Request A:
Reproduce the portion of the Renewable Fuels Standard paper starting at "Key words: RFS, FAPSIM, input-output, economywide" and ending at "employment and output.".
Request B:
Proceed with the Renewable Fuels Standard paper, writing on from the final sentence of its text.

— Begin Document section —

Putting Bounds on Estimating Economywide Impacts from Adopting the Renewable Fuels Standard
Stephen J. Vogel, Kenneth Hanson, J. Michael Price, and Gerald Schluter
USDA Economic Research Service
In this paper, we assess the economywide impacts of adopting the Renewable Fuels Standard by using "land-constrained" and "land-unconstrained" scenarios to establish lower and upper bounds. Adopting the RFS would stimulate between $3.4 billion and $6.9 billion in new output and generate 12,600 to 31,400 jobs.
Key words: RFS, FAPSIM, input-output, economywide impacts.Introduction
As part of the Energy Policy Act of 2002, the Renewable Fuel Standard (RFS) would increase the demand for renewable fuels. Most of this expansion in renewable fuels is expected to be ethanol produced from corn but also includes some biodiesel produced from soybean oil. By 2012, ethanol demand is expected to increase from 3.05 billion gallons to 4.43 billion gallons, for an increase of 1.38 billion gallons, due to the RFS. The projected new demand of 122 million gallons of biodiesel would require 938 million pounds of soybean oil in 2012 (United States Department of Agriculture [USDA] Office of Energy Policy and New Uses, 2002). We estimate the economywide impacts of these new demands for renewable fuels on employment and output.
The increased demand for ethanol from corn and biodiesel from soybean oil will induce a supply response from the food processing sectors: corn milling and soy mills. One key to understanding the economywide outcome of adopting the RFS is to understand how farmers would respond to the new induced demands for corn and soybeans. In the case of an aggregate fixed supply of cropland, corn and soybeans are substitutes, and choosing to plant one crop or another depends on expectations about future prices and the structure of government programs. These production decisions can set in motion price changes that also induce substitution effects among downstream users of these two commodities. That is, the increased demand for ethanol and biodiesel could crowd out other demand-side uses of corn and soybeans such as exports, feed for livestock, or other processed food products. Alternatively, producers may be able to expand production by increasing planted acreage. In this second case, increasing the supply of cropland devoted to the production of corn and soybeans does not raise commodity prices and the supply-side substitutions do not occur.

— End Document section —
— Begin Listed entries —

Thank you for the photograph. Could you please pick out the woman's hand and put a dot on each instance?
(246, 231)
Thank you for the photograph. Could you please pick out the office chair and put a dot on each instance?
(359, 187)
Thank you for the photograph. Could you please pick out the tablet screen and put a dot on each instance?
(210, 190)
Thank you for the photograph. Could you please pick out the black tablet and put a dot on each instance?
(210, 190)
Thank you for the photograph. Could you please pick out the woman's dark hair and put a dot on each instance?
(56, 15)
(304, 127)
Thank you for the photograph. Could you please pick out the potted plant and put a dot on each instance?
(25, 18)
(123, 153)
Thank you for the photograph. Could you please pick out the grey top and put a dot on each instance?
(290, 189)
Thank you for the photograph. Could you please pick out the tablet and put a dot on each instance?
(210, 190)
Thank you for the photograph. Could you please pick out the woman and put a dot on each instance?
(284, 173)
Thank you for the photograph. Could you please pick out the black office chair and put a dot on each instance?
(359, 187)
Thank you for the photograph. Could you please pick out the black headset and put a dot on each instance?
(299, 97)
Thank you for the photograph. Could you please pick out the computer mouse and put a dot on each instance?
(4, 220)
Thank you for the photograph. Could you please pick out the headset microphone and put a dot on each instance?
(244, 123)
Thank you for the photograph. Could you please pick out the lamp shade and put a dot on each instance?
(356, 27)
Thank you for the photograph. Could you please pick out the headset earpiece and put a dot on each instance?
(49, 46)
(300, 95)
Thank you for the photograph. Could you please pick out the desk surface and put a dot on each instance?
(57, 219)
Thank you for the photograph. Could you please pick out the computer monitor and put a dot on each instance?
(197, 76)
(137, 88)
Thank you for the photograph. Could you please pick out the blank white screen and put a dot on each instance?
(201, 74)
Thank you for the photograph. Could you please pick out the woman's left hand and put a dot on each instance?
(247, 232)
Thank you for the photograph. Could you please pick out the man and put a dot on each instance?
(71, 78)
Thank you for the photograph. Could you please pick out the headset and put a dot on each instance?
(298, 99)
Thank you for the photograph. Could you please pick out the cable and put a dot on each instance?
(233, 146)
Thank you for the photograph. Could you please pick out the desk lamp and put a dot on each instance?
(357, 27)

— End Listed entries —

Result A:
Key words: RFS, FAPSIM, input-output, economywide impacts.Introduction
As part of the Energy Policy Act of 2002, the Renewable Fuel Standard (RFS) would increase the demand for renewable fuels. Most of this expansion in renewable fuels is expected to be ethanol produced from corn but also includes some biodiesel produced from soybean oil. By 2012, ethanol demand is expected to increase from 3.05 billion gallons to 4.43 billion gallons, for an increase of 1.38 billion gallons, due to the RFS. The projected new demand of 122 million gallons of biodiesel would require 938 million pounds of soybean oil in 2012 (United States Department of Agriculture [USDA] Office of Energy Policy and New Uses, 2002). We estimate the economywide impacts of these new demands for renewable fuels on employment and output.

Result B:
Methodology and Scenario Design
We construct one scenario with a binding land constraint and one without. The first scenario incorporates the initial increase in demand for ethanol and soybean oil and the producer response given a fixed aggregate supply of cropland. We call this scenario the "constrained scenario" and use the Food and Agricultural Policy Simulator (FAPSIM) to develop this composite agricultural shock (Salathe, Price, & Gadson, 1982). FAPSIM is a large-scale econometric model of the US agricultural sector maintained by the USDA's Economic Research Service (ERS) with which we account for the price and substitution effects on corn and soybeans markets from an increase in demand for ethanol and biodiesel. Next, we feed this composite shock through an Input-Output (I-O) multiplier model to obtain the direct and indirect changes in sectoral output and employment for the US economy (Schluter & Edmondson, 1994). The I-O model, also maintained at ERS, uses an updated version of the 1992 benchmark input-output table published by the US Department of Commerce Bureau of Economic Analysis. In the second scenario, called the "unconstrained scenario," we simulate directly the estimates of the increased demand for soybean oil and ethanol in the I-O model. In this case, we are assuming that farmers are able to supply all the required corn and soybeans to processors.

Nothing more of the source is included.